STATED TASK ▸ Every entry must be duplicated precisely as written.

Dataset records about object locations ▸
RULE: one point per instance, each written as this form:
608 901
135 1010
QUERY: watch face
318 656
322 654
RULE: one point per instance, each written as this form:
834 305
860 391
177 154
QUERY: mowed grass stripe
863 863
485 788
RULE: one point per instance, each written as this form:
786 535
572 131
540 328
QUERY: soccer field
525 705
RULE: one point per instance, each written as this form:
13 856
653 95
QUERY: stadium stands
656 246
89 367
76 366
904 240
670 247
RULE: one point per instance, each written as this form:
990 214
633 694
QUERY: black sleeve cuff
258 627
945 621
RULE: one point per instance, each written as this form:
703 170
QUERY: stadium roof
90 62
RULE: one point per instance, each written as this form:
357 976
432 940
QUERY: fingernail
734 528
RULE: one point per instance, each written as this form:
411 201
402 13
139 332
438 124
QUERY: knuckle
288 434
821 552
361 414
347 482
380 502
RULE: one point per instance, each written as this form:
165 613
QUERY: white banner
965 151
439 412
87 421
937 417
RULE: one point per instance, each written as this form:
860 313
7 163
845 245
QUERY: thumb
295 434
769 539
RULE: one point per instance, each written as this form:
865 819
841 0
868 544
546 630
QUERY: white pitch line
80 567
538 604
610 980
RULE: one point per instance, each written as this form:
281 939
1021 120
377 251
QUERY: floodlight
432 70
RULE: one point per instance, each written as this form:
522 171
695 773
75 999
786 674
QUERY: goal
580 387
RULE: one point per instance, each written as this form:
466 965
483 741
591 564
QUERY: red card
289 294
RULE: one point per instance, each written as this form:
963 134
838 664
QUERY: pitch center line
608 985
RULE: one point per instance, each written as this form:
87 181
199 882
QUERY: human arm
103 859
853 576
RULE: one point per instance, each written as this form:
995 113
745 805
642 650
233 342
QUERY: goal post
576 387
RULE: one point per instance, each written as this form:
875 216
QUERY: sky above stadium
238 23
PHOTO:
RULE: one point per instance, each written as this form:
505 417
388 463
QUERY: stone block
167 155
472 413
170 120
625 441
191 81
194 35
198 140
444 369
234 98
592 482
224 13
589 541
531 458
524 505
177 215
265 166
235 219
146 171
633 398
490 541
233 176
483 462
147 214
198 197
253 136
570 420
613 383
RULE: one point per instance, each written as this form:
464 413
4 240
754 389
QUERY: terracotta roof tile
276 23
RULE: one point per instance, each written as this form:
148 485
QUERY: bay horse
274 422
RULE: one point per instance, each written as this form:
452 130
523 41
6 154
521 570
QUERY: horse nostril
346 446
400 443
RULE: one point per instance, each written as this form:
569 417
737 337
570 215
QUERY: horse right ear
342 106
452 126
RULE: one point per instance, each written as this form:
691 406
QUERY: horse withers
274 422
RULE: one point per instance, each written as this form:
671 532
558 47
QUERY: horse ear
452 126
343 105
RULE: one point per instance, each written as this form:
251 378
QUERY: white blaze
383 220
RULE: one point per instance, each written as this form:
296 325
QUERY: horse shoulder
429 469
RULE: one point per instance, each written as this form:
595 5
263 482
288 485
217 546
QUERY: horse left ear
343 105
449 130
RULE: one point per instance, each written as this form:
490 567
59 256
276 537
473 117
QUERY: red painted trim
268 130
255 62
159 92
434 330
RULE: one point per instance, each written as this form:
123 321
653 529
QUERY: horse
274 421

THE RESULT ▸
RULE: one point per instance, each written as this form:
608 901
135 1010
QUERY: watch face
318 656
322 654
RULE: one point per instance, each written as this form:
834 305
860 391
177 154
QUERY: mowed grass stripe
863 863
485 788
RULE: one point per instance, each written as this form:
786 535
572 131
540 328
QUERY: soccer field
525 705
RULE: one point per instance, each written as this form:
13 856
653 95
QUERY: stadium stands
656 246
89 367
76 366
904 240
670 247
RULE: one point per instance, each written as this form:
990 214
633 694
QUERY: black sleeve cuff
258 627
945 621
RULE: one point per instance, each written as this form:
703 170
QUERY: stadium roof
90 62
RULE: one point per instance, each written as this form:
357 976
432 940
QUERY: fingernail
734 528
RULE: one point per instance, each written as this form:
411 201
402 13
139 332
438 124
QUERY: knuckle
288 434
821 552
361 414
347 482
380 502
RULE: one point per instance, each written as this form:
165 613
QUERY: white banner
965 151
439 412
87 421
937 417
RULE: one point per instance, each written as this form:
860 313
7 163
845 245
QUERY: thumb
295 434
769 539
RULE: one point per instance, each written as this form:
865 819
841 0
868 544
546 630
QUERY: white pitch line
80 567
538 604
610 980
RULE: one point per instance, each written as this form:
281 939
1021 120
377 251
QUERY: floodlight
432 70
RULE: one point per instance, each written as this form:
522 171
695 773
75 999
786 674
QUERY: goal
580 387
RULE: one point per instance, each written as this form:
466 965
483 741
591 564
QUERY: red card
289 294
RULE: one point per instance, each written as this form:
963 134
838 664
QUERY: pitch center line
608 985
RULE: one point per instance, each written as this form:
87 181
199 882
QUERY: human arm
103 859
853 576
RULE: one point per instance, each written as this form:
995 113
745 805
642 650
233 342
QUERY: goal post
576 387
RULE: one point per instance, each written as this form:
875 216
QUERY: sky above stadium
238 23
PHOTO:
RULE: one point per instance, each written as this form:
505 417
388 463
QUERY: stone block
167 155
472 413
170 120
625 441
191 81
194 35
198 140
444 369
234 98
592 482
224 13
589 541
531 458
524 505
177 215
265 166
235 219
146 171
633 398
490 541
233 176
483 462
147 214
198 197
253 136
570 420
613 383
RULE: one point per instance, each written as this form:
464 413
4 240
754 389
QUERY: terracotta roof tile
276 23
RULE: one point per instance, each written as this form:
148 485
QUERY: bay horse
274 422
RULE: one point per instance, each written as this form:
452 130
523 41
6 154
521 570
QUERY: horse nostril
346 446
400 443
RULE: one point per instance, each written as this form:
569 417
737 337
570 215
QUERY: horse right ear
342 106
452 126
RULE: one point per instance, each written as this form:
691 406
QUERY: horse withers
274 422
RULE: one point per instance, each written as this form:
671 532
558 47
QUERY: horse ear
452 126
343 105
RULE: one point per instance, each written as this form:
251 378
QUERY: white blaze
383 220
RULE: one point per instance, each written as this form:
296 325
QUERY: horse shoulder
429 469
RULE: one point per instance, each written as this form:
595 5
263 482
288 485
217 546
QUERY: horse left ear
343 105
449 130
RULE: one point per instance, each written as this form:
490 567
59 256
276 537
473 117
QUERY: red painted trim
268 130
255 62
159 92
434 330
RULE: one point per instance, each written as this form:
123 321
653 529
QUERY: horse
274 421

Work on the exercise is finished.